WHAT IS ASKED — How many lines of the material below contain the string "query"? Reply with the number alone.

TASK MATERIAL —
[Start]
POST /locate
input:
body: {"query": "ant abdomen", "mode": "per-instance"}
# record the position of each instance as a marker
[End]
[Start]
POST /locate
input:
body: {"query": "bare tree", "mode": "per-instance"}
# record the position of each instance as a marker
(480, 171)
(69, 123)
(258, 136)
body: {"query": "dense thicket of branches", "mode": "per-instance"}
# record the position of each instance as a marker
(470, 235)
[End]
RESULT OF THIS TASK — 3